◆ **TASK DESCRIPTION**: Give the records below as a Markdown table with two columns, Row and Line, placing each non-blank line in its own row and numbering the rows in order.

┄┄┄┄┄┄

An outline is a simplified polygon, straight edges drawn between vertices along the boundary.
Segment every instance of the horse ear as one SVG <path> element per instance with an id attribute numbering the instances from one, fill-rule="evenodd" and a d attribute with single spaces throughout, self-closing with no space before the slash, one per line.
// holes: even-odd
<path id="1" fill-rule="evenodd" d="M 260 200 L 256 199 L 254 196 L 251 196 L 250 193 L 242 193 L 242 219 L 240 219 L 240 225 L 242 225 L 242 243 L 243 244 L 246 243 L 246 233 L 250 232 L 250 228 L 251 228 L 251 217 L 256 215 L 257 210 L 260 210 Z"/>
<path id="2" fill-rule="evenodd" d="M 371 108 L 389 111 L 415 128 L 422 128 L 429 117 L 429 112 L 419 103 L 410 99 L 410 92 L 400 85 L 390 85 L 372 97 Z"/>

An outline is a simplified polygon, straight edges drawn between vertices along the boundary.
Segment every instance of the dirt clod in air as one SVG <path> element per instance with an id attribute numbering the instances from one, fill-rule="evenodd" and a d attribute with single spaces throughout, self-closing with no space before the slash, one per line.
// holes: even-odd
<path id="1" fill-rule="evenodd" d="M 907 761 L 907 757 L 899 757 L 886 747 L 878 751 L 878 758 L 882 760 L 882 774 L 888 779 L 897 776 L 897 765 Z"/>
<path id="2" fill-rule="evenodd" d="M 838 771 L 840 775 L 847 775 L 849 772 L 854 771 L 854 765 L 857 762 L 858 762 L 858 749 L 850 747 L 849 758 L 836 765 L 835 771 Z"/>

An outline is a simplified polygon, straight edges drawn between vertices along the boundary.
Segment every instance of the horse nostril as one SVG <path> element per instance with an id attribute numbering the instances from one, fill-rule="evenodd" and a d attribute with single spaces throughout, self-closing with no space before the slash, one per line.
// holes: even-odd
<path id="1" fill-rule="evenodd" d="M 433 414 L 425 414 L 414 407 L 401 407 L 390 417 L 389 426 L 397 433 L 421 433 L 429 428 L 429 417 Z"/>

┄┄┄┄┄┄

◆ **SOLUTION**:
| Row | Line |
|---|---|
| 1 | An outline is a simplified polygon, straight edges drawn between vertices along the boundary. |
| 2 | Segment every instance of the horse ear as one SVG <path> element per instance with an id attribute numbering the instances from one, fill-rule="evenodd" and a d attribute with single spaces throughout, self-closing with no space before the slash, one per line. |
| 3 | // holes: even-odd |
| 4 | <path id="1" fill-rule="evenodd" d="M 260 200 L 256 199 L 254 196 L 251 196 L 250 193 L 242 193 L 242 219 L 240 219 L 240 225 L 242 225 L 242 243 L 243 244 L 246 243 L 246 233 L 250 232 L 250 228 L 251 228 L 251 217 L 256 215 L 257 210 L 260 210 Z"/> |
| 5 | <path id="2" fill-rule="evenodd" d="M 371 108 L 389 111 L 415 128 L 422 128 L 429 117 L 429 112 L 419 103 L 410 99 L 410 92 L 400 85 L 390 85 L 372 97 Z"/> |
| 6 | An outline is a simplified polygon, straight edges drawn between vertices along the boundary. |
| 7 | Segment every instance of the dirt clod in air as one SVG <path> element per instance with an id attribute numbering the instances from one, fill-rule="evenodd" and a d attribute with single spaces throughout, self-closing with no space before the slash, one per line. |
| 8 | // holes: even-odd |
| 9 | <path id="1" fill-rule="evenodd" d="M 907 761 L 907 757 L 899 757 L 886 747 L 878 751 L 878 758 L 882 760 L 882 774 L 888 779 L 897 776 L 897 765 Z"/> |
| 10 | <path id="2" fill-rule="evenodd" d="M 838 771 L 840 775 L 847 775 L 849 772 L 854 771 L 854 765 L 857 762 L 858 762 L 858 749 L 850 747 L 849 758 L 836 765 L 835 771 Z"/> |
| 11 | An outline is a simplified polygon, straight edges drawn between vertices along the boundary. |
| 12 | Segment every instance of the horse nostril as one SVG <path> element per instance with an id attribute numbering the instances from one, fill-rule="evenodd" and a d attribute with single spaces throughout, self-closing with no space before the slash, one per line. |
| 13 | // holes: even-odd |
| 14 | <path id="1" fill-rule="evenodd" d="M 433 414 L 425 414 L 414 407 L 401 407 L 390 417 L 389 426 L 397 433 L 421 433 L 429 428 L 429 417 Z"/> |